There are two types of Git tags - lightweight and annotated. Always use annotated tags (the -a flag). They store extra information like the tagger's name, date, and a message. Packagist works with both, but annotated tags are teh standard practice.

You can also push all tags at once:

git push origin --tags

To see all your tags:

# List all tags
git tag

# List tags with details
git tag -n

If you made a mistake and need to delete a tag:

# Delete locally
git tag -d v1.0.0

# Delete from remote
git push origin --delete v1.0.0

A word of caution: never delete or move a tag after people have started using it. If someone's composer.lock references v1.0.0 and you change what that tag points to, their builds could break in unpredictable ways. If you find a bug in v1.0.0, fix it and release v1.0.1 instead.

Tag Naming Convention

You'll see packages using both v1.0.0 and 1.0.0 for tags. Composer accepts both - it strips the v prefix automatically. The v prefix is more common in the PHP ecosystem (Laravel, Symfony, and most popular packages use it), so stick with v1.0.0.

Registering on Packagist

Now for the exciting part - getting your package on Packagist so anyone in the world can composer require it.

Step 1: Create a Packagist Account

Go to packagist.org and click "Sign up." The easiest option is to sign in with your GitHub account - this also makes setting up webhooks easier later.

Step 2: Submit Your Package

Once logged in, click the "Submit" button in the top navigation. You'll see a single field asking for your repository URL. Enter your GitHub repository URL:

https://github.com/sjakovic/text-toolkit

Click "Check" and Packagist will fetch your composer.json, validate it, and show you a preview. If everything looks good, click "Submit."

That's it. Your package is now live on Packagist. You'll see a page showing your package name, description, versions (based on your Git tags), and install statistics.

Common Submission Issues

If Packagist rejects your submission, it's usually one of these:

  • Package name already taken - Someone else already registered that vendor/package combination. Pick a different name.
  • No composer.json found - Make sure your composer.json is in the repository root, not in a subdirectory.
  • Invalid composer.json - Run composer validate locally to check for syntax errors.
  • Repository not accessible - Your repository must be public. Private repos require Packagist's paid "Private Packagist" service or Satis.

※

| EXERCISE INSTRUCTIONS |
1. Please condense the paragraph in the Packagist guide that begins "A word of caution" into a shorter version that keeps its main facts.
2. According to the Packagist guide, how does Composer handle the v prefix in tag names?
3. Carry on writing the Packagist guide from the point where it stops.
The listing that comes next is separate material, unrelated to the Packagist guide.

| DATA SHOWN |
※

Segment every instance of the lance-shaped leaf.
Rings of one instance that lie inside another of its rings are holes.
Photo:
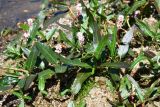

※

| ANSWERS TO THE EXERCISE |
1. Never delete or move a tag once people use it. A changed v1.0.0 can break builds whose composer.lock references it. Fix bugs in a new release such as v1.0.1 instead.

2. Composer strips the v prefix automatically.

3.
Before submitting, always validate your composer.json locally:

composer validate --strict

This catches issues like missing fields, invalid license identifiers, or autoload problems before Packagist does.

Setting Up Auto-Updates with GitHub Webhooks

By default, Packagist checks your repository periodically for new tags and updates. But "periodically" means there can be a delay between pushing a tag and Packagist picking it up. You want instant updates.

The solution is a GitHub webhook that notifies Packagist every time you push to your repository.

Setting It Up

  1. On Packagist, go to your profile and find your API token. You'll find this under your account settings.
  2. On GitHub, go to your repository's Settings > Webhooks > Add webhook.
  3. Configure the webhook:
    • Payload URL: https://packagist.org/api/github?username=YOUR_PACKAGIST_USERNAME
    • Content type: application/json
    • Secret: Your Packagist API token
    • Events: Select "Just the push event"
  4. Click "Add webhook."

Now, every time you push a new tag (or any commit), GitHub will ping Packagist, and your package listing updates within seconds.

You can verify the webhook is working by checking the "Recent Deliveries" tab on the webhook settings page. A green checkmark means Packagist received and processed the notification successfully.

If you signed in to Packagist with your GitHub account, there's an even easier option. Go to your Packagist profile page, and you'll see a button to automatically configure GitHub webhooks for all your packages. One click and you're done.

Testing Your Published Package

The moment of truth. Let's create a test project and install our package from Packagist, just like any other developer would.

# Create a test project somewhere separate
mkdir test-project
cd test-project
composer init --no-interaction --name="test/playground"

# Install your package!
composer require jakovic/text-toolkit

If everything is set up correctly, Composer will download your package and set up autoloading. You can verify it works by creating a quick test script:

<?php
// test-project/test.php

require_once 'vendor/autoload.php';

use Jakovic\TextToolkit\Slugify;

$slugify = new Slugify();
echo $slugify->handle('Publishing to Packagist!');
// Output: publishing-to-packagist
php test.php

If you see the slugified output, congratulations - your package is live and working. Anyone in the world can now install it.

Version Constraints in Composer

When someone installs your package, they specify a version constraint. Understanding these constraints is important both as a package maintainer and as a package consumer. Let's break down the most common ones.

Exact Version

"jakovic/text-toolkit": "1.0.0"

Installs exactly 1.0.0 and nothing else. You won't get bug fixes or new features automatically. This is rarely what you want - it's too restrictive.

Caret (^) - Recommended

"jakovic/text-toolkit": "^1.0"

This is the most common constraint and the one Composer uses by default when you run composer require. The caret means "compatible with this version" - it allows updates that don't break backward compatibility.

In practice:

  • ^1.0 allows >=1.0.0 and <2.0.0
  • ^1.2 allows >=1.2.0 and <2.0.0
  • ^1.2.3 allows >=1.2.3 and <2.0.0
  • ^0.3 allows >=0.3.0 and <0.4.0 (stricter for 0.x versions)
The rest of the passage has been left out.